OBJECTIVE 1 :: Please quote the enameling interview word for word, starting at "CEA: I noticed" and ending at "and a half.".
OBJECTIVE 2 :: In the interview about enamel suppliers, which two manufacturers lie behind what people call "Japanese enamels"?
OBJECTIVE 3 :: Carry the interview about enamel suppliers forward from its last line.

QUOTED PASSAGE ::
────

CEA: So that’s great for domestic buyers because they don’t have to buy from England, from a giant industrial supplier.
SE: Right. Milton Bridge is a distributor and won’t sell directly to consumers. They don’t take little orders. Unless you want 10 lbs of enamel, and most hobbyists don’t, you can’t buy from them. So I added that line. And I added the Thompson’s lead-free line. I worked out a distributorship from W.G. Ball, another lead-free manufacturer in England, which makes a beautiful line of enamels as well. My whole goal was to get as many lines of enamel as I could in one location. One store, one place to shop.
CEA: I noticed you also carry the Ninomiya.
SEA: Yes. They make hands down the most beautiful leaded enamels today by far. Most consistent. There are two companies there — Ninomiya, and Nihon Shippo. People here know them as “Japanese enamels” they’ve been kind of interchangeable, but it’s actually two manufacturers. I’ve always scratched my head as to how can I buy this enamel. It’s a small company. They don’t have a website. They don’t speak English. I tried everything I could to purchase from these guys. Then one day in 2014 I got a call from the owner of Enamel Emporium, a reseller of the Ninomiya and other Japanese enamels and enameling supplies in Texas. He was closing up shop and moving back to Japan. I bought his inventory and he is now my English speaking contact in Japan. I’ve been able to have that line of enamels on my website for the last year and a half.

────

MATERIAL PROVIDED ::
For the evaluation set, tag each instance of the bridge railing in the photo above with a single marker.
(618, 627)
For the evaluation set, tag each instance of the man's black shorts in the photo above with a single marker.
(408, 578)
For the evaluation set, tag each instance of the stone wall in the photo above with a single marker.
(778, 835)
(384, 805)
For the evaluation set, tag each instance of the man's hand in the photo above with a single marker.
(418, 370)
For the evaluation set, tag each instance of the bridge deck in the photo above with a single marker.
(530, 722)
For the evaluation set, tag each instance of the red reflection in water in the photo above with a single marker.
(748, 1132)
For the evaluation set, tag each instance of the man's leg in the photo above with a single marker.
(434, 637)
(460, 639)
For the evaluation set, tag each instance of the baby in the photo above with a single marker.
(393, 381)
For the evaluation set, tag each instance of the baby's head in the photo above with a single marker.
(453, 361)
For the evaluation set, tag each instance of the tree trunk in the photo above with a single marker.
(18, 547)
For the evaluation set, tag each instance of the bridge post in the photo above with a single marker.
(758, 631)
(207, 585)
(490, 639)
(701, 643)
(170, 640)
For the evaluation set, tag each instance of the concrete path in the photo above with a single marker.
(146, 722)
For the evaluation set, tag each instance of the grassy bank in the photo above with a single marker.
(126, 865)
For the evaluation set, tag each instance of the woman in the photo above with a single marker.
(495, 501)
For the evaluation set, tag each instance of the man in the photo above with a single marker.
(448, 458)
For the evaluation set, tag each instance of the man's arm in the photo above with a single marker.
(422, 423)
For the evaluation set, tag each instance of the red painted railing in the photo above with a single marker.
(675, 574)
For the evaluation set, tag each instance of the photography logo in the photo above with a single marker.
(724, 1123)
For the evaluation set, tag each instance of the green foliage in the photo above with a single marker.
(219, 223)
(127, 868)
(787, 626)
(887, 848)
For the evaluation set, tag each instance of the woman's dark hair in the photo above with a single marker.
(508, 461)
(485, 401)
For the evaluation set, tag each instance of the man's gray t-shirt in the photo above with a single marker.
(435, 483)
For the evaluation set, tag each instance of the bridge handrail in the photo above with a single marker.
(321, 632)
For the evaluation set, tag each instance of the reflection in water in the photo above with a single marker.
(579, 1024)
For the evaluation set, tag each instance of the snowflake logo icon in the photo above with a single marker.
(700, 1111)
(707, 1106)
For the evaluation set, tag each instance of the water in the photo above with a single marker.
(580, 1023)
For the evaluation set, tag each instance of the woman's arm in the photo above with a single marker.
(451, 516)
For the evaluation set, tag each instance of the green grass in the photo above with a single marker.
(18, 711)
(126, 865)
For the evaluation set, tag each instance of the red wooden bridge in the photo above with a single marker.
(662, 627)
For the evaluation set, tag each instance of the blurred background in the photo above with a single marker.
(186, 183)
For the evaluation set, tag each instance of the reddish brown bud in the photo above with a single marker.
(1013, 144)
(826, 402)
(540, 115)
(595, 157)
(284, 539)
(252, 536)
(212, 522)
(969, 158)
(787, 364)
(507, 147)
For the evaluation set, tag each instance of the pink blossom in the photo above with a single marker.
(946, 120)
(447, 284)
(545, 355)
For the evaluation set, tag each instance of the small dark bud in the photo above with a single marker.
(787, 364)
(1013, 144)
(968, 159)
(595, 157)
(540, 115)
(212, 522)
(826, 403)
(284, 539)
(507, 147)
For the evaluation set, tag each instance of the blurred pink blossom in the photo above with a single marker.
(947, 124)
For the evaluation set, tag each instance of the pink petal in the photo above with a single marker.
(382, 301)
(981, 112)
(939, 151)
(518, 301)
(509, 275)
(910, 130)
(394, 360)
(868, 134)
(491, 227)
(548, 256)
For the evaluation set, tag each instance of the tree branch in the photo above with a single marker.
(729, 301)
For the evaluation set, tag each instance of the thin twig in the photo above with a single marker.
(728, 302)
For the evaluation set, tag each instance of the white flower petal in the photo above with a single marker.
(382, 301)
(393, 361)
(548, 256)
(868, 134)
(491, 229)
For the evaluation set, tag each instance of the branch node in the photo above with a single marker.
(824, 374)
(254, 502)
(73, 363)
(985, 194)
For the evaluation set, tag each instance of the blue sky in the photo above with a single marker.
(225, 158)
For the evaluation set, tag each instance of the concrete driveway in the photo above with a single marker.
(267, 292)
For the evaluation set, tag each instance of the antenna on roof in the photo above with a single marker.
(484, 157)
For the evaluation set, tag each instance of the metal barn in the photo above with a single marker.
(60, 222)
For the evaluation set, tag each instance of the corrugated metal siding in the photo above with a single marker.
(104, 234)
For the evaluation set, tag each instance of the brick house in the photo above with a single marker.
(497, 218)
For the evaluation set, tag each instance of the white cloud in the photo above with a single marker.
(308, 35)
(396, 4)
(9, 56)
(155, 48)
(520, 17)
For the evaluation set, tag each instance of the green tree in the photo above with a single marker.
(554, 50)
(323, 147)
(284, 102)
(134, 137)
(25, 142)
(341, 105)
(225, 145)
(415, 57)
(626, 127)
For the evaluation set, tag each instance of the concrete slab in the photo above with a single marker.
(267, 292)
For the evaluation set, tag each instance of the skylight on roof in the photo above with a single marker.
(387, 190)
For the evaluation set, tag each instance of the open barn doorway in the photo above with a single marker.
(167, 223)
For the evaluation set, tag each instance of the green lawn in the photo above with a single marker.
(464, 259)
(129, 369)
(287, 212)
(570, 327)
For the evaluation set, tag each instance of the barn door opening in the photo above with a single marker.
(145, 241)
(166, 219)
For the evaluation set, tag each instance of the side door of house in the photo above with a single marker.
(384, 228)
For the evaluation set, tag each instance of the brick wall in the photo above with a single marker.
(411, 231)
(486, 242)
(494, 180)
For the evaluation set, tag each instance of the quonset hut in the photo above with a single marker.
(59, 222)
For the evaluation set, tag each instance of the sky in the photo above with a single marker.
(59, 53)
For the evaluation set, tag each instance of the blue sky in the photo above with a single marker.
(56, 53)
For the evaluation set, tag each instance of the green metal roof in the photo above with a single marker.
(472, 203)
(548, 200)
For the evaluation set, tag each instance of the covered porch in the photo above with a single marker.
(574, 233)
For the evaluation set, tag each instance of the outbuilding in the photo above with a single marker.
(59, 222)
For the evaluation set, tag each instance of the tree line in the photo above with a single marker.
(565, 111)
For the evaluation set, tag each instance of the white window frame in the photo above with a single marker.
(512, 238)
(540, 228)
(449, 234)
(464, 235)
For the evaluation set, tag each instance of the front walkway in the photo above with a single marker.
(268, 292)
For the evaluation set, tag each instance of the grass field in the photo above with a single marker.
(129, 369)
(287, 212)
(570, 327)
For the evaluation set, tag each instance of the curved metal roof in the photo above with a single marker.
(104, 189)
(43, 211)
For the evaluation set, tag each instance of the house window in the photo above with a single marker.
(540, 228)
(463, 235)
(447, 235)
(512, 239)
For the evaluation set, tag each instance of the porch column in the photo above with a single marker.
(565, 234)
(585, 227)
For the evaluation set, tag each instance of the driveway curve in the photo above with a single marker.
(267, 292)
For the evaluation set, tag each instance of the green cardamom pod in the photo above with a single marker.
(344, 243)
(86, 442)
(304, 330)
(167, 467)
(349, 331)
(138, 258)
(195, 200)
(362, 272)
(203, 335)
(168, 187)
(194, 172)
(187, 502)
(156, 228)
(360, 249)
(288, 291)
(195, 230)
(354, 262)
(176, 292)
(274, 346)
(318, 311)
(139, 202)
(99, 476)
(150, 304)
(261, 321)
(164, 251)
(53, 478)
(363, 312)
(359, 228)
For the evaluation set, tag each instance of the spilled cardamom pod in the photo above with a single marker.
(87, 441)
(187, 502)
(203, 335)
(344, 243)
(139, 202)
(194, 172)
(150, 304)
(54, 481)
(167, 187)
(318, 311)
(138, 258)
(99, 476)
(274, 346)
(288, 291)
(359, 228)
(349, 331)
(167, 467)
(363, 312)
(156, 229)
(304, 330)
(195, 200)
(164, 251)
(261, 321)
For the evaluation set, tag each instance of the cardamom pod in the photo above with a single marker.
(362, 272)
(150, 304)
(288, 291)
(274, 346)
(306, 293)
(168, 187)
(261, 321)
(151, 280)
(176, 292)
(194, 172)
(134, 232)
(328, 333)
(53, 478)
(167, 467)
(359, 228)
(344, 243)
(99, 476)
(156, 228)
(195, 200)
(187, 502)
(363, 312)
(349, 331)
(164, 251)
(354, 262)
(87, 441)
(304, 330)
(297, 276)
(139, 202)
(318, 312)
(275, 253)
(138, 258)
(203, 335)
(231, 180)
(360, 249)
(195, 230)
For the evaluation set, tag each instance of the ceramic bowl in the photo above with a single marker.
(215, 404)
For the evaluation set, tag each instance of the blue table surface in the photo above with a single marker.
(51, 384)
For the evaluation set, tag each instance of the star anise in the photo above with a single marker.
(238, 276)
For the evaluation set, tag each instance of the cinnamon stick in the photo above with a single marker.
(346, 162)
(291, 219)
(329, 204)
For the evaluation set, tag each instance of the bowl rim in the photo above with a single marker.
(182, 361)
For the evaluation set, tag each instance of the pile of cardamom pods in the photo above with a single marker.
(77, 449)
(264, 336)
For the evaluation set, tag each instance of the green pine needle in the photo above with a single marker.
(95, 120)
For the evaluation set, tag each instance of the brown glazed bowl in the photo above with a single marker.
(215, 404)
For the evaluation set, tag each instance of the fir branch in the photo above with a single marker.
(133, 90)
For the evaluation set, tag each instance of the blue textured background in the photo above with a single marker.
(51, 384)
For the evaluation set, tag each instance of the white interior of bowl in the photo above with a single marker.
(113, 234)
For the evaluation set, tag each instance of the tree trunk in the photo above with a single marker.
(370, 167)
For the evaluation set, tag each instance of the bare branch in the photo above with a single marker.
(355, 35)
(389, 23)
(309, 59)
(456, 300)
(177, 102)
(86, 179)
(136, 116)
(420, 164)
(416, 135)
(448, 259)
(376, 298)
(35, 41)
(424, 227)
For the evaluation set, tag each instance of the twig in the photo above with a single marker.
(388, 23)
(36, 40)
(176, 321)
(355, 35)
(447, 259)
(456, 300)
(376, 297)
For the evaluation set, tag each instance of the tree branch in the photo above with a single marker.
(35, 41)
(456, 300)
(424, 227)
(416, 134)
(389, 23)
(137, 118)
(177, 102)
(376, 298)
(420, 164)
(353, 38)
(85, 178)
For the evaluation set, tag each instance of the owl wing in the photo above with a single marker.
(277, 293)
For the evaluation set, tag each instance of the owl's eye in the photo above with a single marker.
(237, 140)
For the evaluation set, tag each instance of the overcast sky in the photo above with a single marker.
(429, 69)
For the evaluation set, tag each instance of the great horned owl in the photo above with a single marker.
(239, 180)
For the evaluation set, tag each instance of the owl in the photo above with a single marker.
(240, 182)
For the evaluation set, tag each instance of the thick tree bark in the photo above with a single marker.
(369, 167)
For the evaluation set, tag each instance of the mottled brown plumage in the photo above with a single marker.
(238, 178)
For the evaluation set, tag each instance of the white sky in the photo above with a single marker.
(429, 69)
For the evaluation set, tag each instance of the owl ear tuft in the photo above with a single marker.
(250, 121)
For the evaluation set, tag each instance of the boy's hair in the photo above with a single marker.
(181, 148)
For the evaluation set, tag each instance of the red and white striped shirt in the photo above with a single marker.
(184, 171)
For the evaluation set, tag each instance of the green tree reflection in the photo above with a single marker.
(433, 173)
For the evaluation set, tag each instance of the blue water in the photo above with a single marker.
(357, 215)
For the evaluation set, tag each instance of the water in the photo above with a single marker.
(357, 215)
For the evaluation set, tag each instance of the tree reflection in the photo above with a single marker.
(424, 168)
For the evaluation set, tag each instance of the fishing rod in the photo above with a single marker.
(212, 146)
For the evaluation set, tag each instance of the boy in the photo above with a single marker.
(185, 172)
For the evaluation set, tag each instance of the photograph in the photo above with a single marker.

────

RIGHT ANSWER 1 ::
CEA: I noticed you also carry the Ninomiya.
SEA: Yes. They make hands down the most beautiful leaded enamels today by far. Most consistent. There are two companies there — Ninomiya, and Nihon Shippo. People here know them as “Japanese enamels” they’ve been kind of interchangeable, but it’s actually two manufacturers. I’ve always scratched my head as to how can I buy this enamel. It’s a small company. They don’t have a website. They don’t speak English. I tried everything I could to purchase from these guys. Then one day in 2014 I got a call from the owner of Enamel Emporium, a reseller of the Ninomiya and other Japanese enamels and enameling supplies in Texas. He was closing up shop and moving back to Japan. I bought his inventory and he is now my English speaking contact in Japan. I’ve been able to have that line of enamels on my website for the last year and a half.

RIGHT ANSWER 2 :: Ninomiya and Nihon Shippo.

RIGHT ANSWER 3 ::
The most recent line I’ve added is Sunshine painting enamels. Sunshine is owned by a U.S. company, but because it is lead-bearing, it is manufactured in Germany. These painting enamels are a great product, but they must be bought five kilograms at a time, much more than enamel artists would need. I wanted to package them in a way that made them accessible to artists, so I created a kit with 10 grams of color, a binder and very nice packaging. Ten grams will last a very long time. You take a little scoop of the painting enamel, add a binder to it and you’re painting with it. Gillie Hoyte Byrom from the UK used the Sunshine colors in the workshop she taught at the last Enamelist Society conference in Boston, which was hugely popular.
CEA: You obviously have some technical understanding of enamels also.
SE: I’m learning every day. And if you’re an enamelist you’re always learning. There are a lot of good resource books. Bill Helwig said it best: “It’s not that the enamel didn’t work. It didn’t yield the results you were expecting.” What he meant was, if I put an opaque in the furnace and I overfire it accidentally, it’s going to turn transparent. It might give me a beautiful color. Different colors work differently when they are layered than when they are used separately.
CEA: Who are your customers?
SE: Hobbyists, artists, people making production jewelry, people making high end expensive jewelry. I’ve sold to just about everybody in the industry. I’ve sold to badge-makers, so I do have some industrial clients as well. I have a lot of international clients. England, Australian, Netherlands. Artists buy ounces and industries buy pounds.
CEA: So do you see trends? Is business booming or shrinking?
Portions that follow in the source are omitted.